▶ What is required
Show each line below that contains the string "multi", copied in full.

▶ Record set
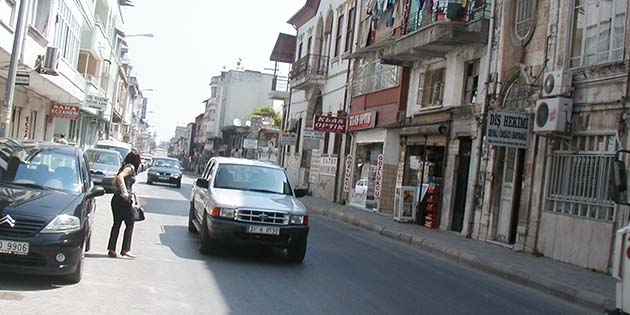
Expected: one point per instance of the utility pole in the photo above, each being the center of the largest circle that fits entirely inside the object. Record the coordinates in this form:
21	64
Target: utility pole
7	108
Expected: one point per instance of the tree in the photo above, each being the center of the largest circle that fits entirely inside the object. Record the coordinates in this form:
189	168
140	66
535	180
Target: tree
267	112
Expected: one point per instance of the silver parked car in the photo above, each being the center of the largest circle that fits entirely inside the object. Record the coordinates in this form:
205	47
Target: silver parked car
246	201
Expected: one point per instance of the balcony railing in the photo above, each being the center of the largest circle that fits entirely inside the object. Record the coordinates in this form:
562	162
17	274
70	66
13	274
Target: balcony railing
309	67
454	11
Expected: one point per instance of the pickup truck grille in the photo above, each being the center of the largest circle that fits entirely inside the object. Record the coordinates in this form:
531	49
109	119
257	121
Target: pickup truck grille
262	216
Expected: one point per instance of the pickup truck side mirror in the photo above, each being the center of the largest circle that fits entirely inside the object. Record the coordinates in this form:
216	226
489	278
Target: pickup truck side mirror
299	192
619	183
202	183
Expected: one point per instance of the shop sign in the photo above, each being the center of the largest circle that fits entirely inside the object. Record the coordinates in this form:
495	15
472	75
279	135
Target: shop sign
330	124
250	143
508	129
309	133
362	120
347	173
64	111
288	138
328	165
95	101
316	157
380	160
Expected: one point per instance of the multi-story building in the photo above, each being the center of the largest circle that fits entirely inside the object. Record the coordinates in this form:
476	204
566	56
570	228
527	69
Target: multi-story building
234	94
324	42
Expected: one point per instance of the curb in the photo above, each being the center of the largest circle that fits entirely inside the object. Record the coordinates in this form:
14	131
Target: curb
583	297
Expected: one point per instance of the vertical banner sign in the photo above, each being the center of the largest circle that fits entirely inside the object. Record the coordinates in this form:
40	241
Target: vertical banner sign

--

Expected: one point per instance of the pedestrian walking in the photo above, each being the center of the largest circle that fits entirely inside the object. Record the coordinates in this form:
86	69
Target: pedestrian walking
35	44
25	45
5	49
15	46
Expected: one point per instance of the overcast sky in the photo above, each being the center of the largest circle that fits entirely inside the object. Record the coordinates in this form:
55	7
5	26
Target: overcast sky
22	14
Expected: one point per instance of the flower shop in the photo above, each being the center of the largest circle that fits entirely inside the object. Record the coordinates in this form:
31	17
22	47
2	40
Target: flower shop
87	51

▶ Full answer
Expected: one point per instance of the multi-story building in the photo above, each being the center of the largest circle that fits entirely inside the object. Record the coordinates in this form:
Target: multi-story building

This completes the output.